### [The problem]
Only the lines starting at the one that contains "TARGET = blue light on rooftop" and running to the end should be repeated, exactly as written.

Records of labeled points
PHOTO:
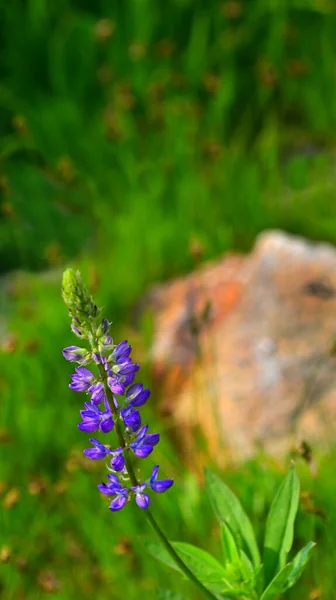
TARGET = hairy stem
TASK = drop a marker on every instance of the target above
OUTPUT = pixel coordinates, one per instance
(121, 441)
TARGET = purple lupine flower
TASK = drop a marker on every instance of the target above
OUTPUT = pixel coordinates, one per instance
(121, 352)
(94, 418)
(107, 343)
(159, 485)
(81, 380)
(131, 417)
(98, 451)
(114, 488)
(136, 395)
(75, 354)
(115, 386)
(105, 325)
(141, 499)
(143, 444)
(126, 380)
(97, 392)
(97, 357)
(117, 380)
(126, 368)
(76, 330)
(118, 461)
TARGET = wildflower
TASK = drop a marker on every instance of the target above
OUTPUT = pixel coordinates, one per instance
(81, 380)
(114, 488)
(141, 499)
(131, 418)
(97, 392)
(75, 354)
(115, 377)
(159, 485)
(136, 395)
(115, 386)
(99, 450)
(118, 461)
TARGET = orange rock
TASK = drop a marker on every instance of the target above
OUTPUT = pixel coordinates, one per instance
(259, 370)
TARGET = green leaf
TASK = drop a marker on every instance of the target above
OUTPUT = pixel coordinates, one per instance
(230, 549)
(278, 584)
(168, 595)
(229, 510)
(200, 562)
(280, 525)
(299, 563)
(206, 568)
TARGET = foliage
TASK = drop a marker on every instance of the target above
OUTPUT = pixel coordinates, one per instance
(241, 576)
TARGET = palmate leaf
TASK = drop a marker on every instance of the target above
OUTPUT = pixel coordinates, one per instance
(229, 510)
(230, 549)
(299, 562)
(278, 584)
(280, 525)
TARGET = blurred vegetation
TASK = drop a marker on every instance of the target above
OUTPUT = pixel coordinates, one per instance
(133, 132)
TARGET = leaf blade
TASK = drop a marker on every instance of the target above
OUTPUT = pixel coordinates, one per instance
(278, 584)
(229, 510)
(299, 562)
(280, 525)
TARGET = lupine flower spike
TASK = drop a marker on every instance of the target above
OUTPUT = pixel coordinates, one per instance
(112, 401)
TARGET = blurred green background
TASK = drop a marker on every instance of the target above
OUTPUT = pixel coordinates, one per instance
(132, 131)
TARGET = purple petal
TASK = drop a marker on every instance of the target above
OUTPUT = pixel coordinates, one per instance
(115, 386)
(78, 386)
(162, 485)
(97, 443)
(94, 453)
(89, 414)
(117, 463)
(154, 473)
(113, 479)
(89, 425)
(128, 379)
(141, 433)
(74, 353)
(152, 438)
(142, 500)
(131, 418)
(83, 372)
(106, 488)
(106, 425)
(144, 451)
(134, 390)
(118, 502)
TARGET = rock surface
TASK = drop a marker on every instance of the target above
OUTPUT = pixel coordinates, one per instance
(241, 348)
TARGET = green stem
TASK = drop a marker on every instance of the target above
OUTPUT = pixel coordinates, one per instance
(179, 562)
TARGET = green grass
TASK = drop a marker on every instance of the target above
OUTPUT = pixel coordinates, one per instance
(193, 121)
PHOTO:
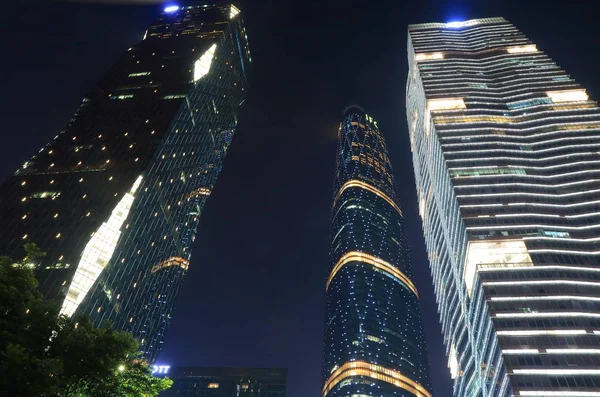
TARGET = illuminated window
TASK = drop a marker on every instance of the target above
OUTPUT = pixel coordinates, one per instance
(486, 171)
(429, 56)
(528, 103)
(441, 104)
(520, 49)
(491, 254)
(463, 24)
(202, 65)
(360, 368)
(139, 74)
(567, 95)
(173, 261)
(128, 96)
(178, 96)
(97, 252)
(453, 362)
(51, 195)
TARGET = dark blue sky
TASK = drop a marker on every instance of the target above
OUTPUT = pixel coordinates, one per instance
(254, 292)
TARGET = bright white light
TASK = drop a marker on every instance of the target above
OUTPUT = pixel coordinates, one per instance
(535, 332)
(520, 351)
(568, 393)
(202, 65)
(441, 104)
(542, 282)
(494, 254)
(462, 24)
(160, 369)
(548, 314)
(97, 252)
(453, 362)
(557, 371)
(234, 11)
(573, 351)
(568, 96)
(545, 298)
(429, 56)
(521, 49)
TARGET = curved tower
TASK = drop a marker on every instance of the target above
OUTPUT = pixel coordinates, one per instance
(374, 343)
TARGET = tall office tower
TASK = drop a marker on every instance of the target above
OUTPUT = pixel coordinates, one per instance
(224, 382)
(506, 153)
(116, 197)
(374, 343)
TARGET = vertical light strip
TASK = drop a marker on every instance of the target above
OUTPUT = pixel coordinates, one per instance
(97, 252)
(202, 65)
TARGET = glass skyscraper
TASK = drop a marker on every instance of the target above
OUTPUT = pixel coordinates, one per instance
(374, 343)
(225, 382)
(506, 153)
(116, 197)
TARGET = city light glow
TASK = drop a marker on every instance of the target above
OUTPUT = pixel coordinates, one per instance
(378, 263)
(568, 95)
(98, 252)
(362, 368)
(171, 8)
(462, 24)
(521, 49)
(202, 65)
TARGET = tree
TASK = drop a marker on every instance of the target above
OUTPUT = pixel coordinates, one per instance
(47, 355)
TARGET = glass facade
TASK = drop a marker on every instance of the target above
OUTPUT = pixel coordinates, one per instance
(505, 152)
(374, 343)
(116, 197)
(226, 382)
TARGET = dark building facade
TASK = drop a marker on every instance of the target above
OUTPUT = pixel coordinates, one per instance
(226, 382)
(374, 343)
(116, 197)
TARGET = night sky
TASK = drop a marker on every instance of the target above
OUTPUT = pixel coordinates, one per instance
(254, 294)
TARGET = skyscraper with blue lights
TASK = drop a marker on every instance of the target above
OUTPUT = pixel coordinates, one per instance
(116, 197)
(505, 153)
(374, 343)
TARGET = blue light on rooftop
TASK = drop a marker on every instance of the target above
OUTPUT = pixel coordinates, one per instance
(171, 8)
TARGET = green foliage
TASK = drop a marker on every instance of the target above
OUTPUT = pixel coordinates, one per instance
(47, 355)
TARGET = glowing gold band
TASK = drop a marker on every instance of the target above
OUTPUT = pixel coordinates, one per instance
(366, 186)
(361, 368)
(355, 256)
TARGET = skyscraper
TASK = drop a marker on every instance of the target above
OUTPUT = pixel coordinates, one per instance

### [Written reply]
TARGET = blue light on rooftop
TASK = drop a marker on every instance of the target above
OUTPUT = pixel coordinates, one per instance
(171, 8)
TARGET = green foliage
TASK = drop a marker on every instance of the target above
OUTPUT = pixel coordinates, one per instance
(47, 355)
TARGET = glowing gold band
TASK = drop a marker on every instance of the target above
OUTPUT = pixel coordinates, one per instance
(366, 186)
(361, 368)
(355, 256)
TARGET = skyscraper
TASK = drop a marker on every instance of the target above
OUTPUT = pixel coordinates, one per instance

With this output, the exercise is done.